● **CHALLENGE**:
Your task is to write out the lines from the line containing "checked shirt in" through the last line of the material, exactly.

● **EXTRACTED RECORDS**:
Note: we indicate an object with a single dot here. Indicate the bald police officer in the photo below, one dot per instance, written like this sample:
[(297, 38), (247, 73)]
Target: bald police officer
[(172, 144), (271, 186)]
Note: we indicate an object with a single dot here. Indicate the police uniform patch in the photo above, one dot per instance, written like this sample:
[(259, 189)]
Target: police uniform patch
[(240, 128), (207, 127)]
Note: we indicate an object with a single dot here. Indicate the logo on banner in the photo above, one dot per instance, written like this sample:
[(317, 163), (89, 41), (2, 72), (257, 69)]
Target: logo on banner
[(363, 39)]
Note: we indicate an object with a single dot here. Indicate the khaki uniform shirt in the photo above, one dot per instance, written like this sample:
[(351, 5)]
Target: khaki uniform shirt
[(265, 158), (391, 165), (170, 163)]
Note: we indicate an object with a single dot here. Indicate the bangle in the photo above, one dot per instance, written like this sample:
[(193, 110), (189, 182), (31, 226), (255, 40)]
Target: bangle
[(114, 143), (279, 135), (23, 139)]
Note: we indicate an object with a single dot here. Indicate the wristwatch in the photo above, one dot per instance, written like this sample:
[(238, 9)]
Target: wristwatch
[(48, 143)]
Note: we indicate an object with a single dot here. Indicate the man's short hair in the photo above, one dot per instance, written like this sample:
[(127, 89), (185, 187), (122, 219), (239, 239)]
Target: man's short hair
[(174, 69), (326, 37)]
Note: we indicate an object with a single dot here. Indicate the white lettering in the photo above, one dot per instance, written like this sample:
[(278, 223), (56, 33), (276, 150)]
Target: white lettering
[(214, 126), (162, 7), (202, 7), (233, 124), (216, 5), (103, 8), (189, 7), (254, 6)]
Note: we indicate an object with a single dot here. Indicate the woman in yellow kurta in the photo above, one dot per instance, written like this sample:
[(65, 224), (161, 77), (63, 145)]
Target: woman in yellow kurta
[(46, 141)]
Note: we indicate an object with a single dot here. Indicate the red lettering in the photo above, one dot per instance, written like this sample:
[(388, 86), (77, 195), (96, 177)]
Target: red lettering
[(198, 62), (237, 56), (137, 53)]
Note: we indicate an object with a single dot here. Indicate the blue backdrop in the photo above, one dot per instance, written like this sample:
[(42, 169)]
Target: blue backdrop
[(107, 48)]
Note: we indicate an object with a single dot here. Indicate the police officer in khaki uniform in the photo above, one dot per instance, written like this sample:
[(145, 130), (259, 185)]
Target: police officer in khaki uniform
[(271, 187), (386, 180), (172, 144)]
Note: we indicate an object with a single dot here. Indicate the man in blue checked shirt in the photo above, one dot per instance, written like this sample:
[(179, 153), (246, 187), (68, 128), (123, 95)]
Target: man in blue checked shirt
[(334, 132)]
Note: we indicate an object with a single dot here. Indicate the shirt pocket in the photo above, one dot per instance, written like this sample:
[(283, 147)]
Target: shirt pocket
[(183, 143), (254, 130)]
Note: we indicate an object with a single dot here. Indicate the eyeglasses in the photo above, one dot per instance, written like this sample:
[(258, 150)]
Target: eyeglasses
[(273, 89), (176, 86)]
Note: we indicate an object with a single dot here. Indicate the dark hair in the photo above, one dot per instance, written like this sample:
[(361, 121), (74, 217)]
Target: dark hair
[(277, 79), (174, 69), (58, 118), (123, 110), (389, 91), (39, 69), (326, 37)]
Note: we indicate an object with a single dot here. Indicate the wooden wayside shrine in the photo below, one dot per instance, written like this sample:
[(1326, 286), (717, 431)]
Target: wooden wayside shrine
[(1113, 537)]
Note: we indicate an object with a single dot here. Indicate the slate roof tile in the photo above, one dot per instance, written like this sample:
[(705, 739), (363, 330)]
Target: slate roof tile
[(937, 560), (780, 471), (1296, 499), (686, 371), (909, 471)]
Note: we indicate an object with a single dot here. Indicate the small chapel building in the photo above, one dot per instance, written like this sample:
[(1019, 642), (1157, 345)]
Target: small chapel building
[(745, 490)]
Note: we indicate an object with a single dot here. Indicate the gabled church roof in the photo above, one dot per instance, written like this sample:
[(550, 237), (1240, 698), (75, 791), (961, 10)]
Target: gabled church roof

● **THE RESULT**:
Note: we indicate an object with a single dot here. Indicate the man in blue checked shirt in the photo above, one dot per instance, written like this sample:
[(179, 153), (246, 187), (68, 128), (123, 95)]
Target: man in blue checked shirt
[(334, 132)]
Note: we indicate an object with a single dot here. Indicate the shirt pocket in the photo above, one dot per instance, written like this sample:
[(283, 147)]
Target: shirt pocket
[(183, 143), (254, 130)]
Note: we indicate an object with a single dot here. Indicate the eyeglasses in the photo above, one dot per instance, written like this sample:
[(258, 150)]
Target: eyeglasses
[(273, 89), (176, 86)]
Note: we indicate an object with a single dot here. Indicate the dark hair in the photo above, one dot per instance, written like this sample:
[(361, 121), (74, 217)]
Target: dark hair
[(277, 79), (174, 69), (58, 118), (123, 110), (389, 91), (39, 69), (326, 37)]
Note: we indicate an object with a single dot here. Indicate the wooden wayside shrine in the photo below, one dot per instance, written like this sample:
[(1326, 286), (717, 431)]
Target: wooden wayside shrine
[(1113, 537)]
Note: we indicate an object with a single dot here. Indicate the slate roof tile in the photo above, one dot per instance, written like this sample:
[(705, 739), (363, 330)]
Target: slate roof tile
[(937, 560), (780, 471), (1296, 499), (686, 371), (909, 471)]
Note: we indicate an object with a single dot here. Indicate the small chapel building in the photo above, one dot per instance, written like this sample:
[(1019, 642), (1157, 345)]
Target: small chapel building
[(745, 490)]
Note: we indicate an object with a single dot here. Indicate the gabled church roof in the photo above, one dot per instance, written like this sample:
[(550, 237), (1240, 698), (75, 791), (961, 10)]
Target: gabled church roof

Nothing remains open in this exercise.